ACTION ITEM -> Reproduce only the lines below from the line containing "query | crowd of people" to the line containing "query | orange seat", exactly as written, with both end lines kept. Omit the pictures.

Stored data:

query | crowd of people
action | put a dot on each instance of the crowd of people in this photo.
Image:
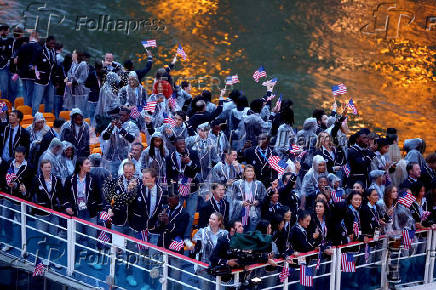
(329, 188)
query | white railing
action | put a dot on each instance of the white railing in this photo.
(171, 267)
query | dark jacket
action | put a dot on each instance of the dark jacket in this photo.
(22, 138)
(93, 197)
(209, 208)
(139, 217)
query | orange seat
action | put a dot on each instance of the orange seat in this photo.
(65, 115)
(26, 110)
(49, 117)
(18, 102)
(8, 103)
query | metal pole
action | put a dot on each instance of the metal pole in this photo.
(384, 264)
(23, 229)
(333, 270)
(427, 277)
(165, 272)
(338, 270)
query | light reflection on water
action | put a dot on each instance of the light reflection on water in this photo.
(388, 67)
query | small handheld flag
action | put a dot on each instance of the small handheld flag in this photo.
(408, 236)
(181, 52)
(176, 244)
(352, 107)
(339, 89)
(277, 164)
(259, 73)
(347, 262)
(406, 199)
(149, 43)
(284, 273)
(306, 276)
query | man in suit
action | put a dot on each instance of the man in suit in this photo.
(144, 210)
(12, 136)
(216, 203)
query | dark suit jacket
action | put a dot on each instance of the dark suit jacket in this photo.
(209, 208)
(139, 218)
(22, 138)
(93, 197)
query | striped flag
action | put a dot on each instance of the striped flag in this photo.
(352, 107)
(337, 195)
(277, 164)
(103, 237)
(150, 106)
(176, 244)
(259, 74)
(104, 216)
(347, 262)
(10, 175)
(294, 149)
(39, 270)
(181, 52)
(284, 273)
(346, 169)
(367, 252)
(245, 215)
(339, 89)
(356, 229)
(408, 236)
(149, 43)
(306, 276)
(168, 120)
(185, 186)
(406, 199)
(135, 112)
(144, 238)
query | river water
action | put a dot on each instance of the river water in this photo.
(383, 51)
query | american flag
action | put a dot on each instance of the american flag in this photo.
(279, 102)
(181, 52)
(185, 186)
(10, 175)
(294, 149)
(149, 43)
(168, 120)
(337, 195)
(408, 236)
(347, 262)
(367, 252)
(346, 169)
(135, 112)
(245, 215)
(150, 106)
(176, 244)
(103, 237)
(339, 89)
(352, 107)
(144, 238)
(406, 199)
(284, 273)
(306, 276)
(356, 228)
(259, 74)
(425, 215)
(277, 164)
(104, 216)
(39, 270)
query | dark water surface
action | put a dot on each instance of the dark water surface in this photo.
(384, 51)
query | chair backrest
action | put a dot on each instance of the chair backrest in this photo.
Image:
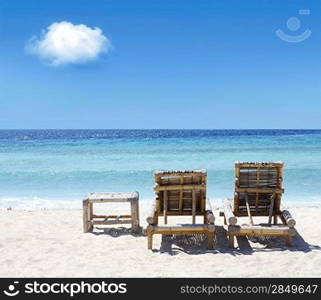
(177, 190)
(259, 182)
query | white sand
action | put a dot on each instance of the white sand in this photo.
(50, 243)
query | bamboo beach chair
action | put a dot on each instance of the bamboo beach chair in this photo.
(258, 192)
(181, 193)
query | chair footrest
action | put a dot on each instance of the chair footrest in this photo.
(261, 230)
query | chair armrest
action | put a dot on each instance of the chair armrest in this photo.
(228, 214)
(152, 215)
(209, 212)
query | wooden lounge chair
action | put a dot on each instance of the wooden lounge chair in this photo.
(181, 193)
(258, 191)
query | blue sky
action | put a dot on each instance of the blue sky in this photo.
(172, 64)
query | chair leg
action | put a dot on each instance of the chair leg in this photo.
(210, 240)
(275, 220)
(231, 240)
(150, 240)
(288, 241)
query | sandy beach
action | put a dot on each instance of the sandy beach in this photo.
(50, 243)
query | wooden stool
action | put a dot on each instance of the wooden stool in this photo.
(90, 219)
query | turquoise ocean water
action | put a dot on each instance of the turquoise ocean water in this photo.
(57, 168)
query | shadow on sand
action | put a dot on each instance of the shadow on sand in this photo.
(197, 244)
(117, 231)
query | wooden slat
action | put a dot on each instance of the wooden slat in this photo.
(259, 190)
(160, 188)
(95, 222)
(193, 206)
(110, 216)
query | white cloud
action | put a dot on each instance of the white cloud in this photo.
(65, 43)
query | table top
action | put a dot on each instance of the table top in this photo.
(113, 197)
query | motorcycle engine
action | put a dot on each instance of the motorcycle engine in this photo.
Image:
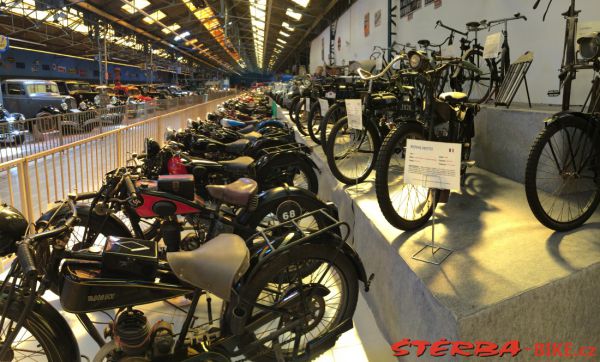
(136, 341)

--

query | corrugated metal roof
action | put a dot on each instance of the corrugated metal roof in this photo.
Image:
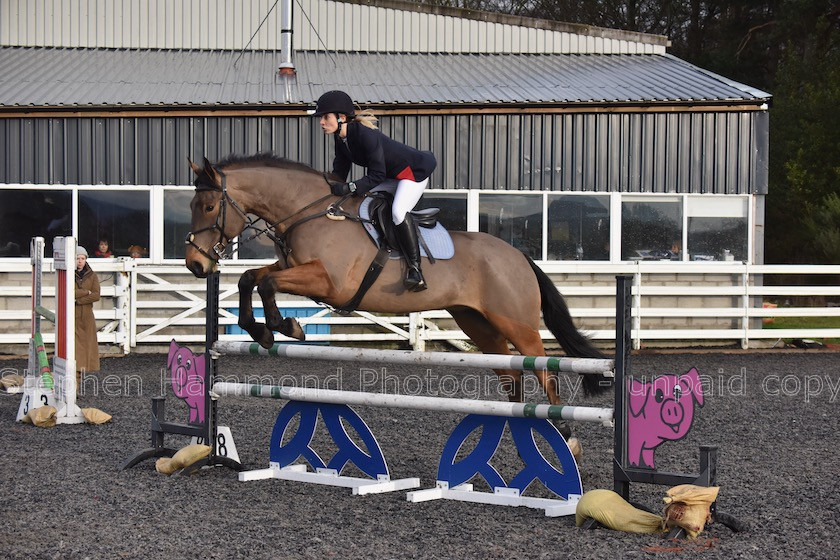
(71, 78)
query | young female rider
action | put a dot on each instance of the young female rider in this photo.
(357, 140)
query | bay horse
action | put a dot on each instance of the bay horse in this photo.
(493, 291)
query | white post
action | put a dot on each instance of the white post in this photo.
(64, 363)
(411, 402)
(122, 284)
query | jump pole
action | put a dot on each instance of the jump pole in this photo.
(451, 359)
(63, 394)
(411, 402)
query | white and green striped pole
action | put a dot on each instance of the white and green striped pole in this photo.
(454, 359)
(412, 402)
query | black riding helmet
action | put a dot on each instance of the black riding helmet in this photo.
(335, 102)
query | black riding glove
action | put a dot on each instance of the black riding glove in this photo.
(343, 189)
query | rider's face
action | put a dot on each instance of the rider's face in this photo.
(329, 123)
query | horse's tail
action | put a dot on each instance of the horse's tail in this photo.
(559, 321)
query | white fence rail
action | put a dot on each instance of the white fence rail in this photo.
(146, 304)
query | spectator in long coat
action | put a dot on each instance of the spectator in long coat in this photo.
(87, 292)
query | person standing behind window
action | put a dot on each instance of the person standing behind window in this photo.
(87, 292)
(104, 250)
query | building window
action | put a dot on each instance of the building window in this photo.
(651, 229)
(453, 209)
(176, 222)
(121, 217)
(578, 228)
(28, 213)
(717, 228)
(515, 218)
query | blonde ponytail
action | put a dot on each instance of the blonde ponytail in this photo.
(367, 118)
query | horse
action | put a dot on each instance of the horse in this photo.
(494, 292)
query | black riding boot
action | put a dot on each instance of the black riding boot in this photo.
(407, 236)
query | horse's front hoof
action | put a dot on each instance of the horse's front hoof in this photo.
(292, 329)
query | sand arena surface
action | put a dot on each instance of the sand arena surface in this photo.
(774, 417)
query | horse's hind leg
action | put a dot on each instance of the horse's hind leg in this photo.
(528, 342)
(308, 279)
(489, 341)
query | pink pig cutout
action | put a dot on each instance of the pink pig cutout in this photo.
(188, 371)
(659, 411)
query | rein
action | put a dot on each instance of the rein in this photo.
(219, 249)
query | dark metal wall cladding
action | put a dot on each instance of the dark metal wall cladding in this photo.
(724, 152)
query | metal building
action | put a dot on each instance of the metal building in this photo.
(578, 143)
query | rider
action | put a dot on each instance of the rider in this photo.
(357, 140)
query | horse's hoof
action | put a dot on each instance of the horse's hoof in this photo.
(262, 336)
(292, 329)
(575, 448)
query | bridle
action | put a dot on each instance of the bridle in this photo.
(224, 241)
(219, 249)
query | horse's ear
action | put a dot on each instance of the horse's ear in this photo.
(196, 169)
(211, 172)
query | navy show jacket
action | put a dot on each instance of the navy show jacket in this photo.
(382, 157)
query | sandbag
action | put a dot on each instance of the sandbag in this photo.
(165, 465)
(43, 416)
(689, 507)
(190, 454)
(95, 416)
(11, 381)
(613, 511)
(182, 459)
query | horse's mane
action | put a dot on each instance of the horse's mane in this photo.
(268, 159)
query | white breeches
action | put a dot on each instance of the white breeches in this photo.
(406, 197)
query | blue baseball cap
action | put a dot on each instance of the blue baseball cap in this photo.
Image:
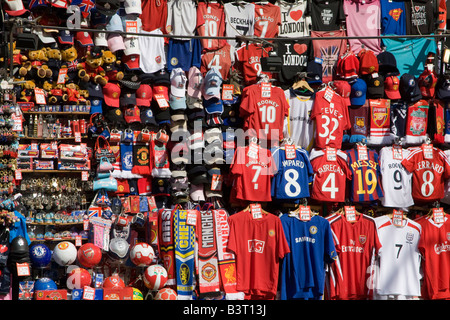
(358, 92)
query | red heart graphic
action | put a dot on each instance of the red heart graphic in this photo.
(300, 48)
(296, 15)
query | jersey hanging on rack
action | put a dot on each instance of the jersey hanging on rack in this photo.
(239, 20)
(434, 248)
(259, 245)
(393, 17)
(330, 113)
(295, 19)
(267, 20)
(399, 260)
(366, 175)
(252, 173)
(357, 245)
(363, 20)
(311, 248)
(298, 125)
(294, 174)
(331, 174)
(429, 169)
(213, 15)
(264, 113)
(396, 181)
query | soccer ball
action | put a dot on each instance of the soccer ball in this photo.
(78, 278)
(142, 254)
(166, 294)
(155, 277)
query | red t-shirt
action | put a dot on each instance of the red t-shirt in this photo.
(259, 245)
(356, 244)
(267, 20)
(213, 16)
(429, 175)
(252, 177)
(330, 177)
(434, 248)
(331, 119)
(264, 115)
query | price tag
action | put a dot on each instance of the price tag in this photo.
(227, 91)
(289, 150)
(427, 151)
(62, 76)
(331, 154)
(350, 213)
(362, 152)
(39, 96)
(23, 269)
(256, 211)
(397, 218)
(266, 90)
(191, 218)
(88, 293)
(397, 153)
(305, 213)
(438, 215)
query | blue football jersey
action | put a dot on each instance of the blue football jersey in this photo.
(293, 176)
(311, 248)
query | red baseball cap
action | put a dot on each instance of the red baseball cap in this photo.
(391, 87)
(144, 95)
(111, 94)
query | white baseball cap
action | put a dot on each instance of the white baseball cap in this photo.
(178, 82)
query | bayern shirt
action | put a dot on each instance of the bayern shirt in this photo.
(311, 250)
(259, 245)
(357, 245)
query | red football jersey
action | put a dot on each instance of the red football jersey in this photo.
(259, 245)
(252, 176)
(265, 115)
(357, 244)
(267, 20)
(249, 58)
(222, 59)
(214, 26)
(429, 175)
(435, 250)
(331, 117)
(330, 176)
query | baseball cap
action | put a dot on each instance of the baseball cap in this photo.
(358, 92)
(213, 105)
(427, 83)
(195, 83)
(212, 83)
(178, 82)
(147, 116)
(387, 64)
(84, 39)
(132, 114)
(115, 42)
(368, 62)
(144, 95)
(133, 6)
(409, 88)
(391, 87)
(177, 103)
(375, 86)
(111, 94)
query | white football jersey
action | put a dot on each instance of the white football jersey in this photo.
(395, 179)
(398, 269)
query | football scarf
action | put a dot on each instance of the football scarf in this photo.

OUTPUT BELOW ->
query | crowd of people
action | put a dot on each instance of the crowd of people in this photo.
Image:
(329, 188)
query | white railing
action | put a dot on each instance of the white railing in this photo.
(171, 267)
query | dark jacket
action | put a dot on each instance of the dark jacket in this photo.
(22, 138)
(93, 197)
(209, 208)
(139, 217)
query | orange seat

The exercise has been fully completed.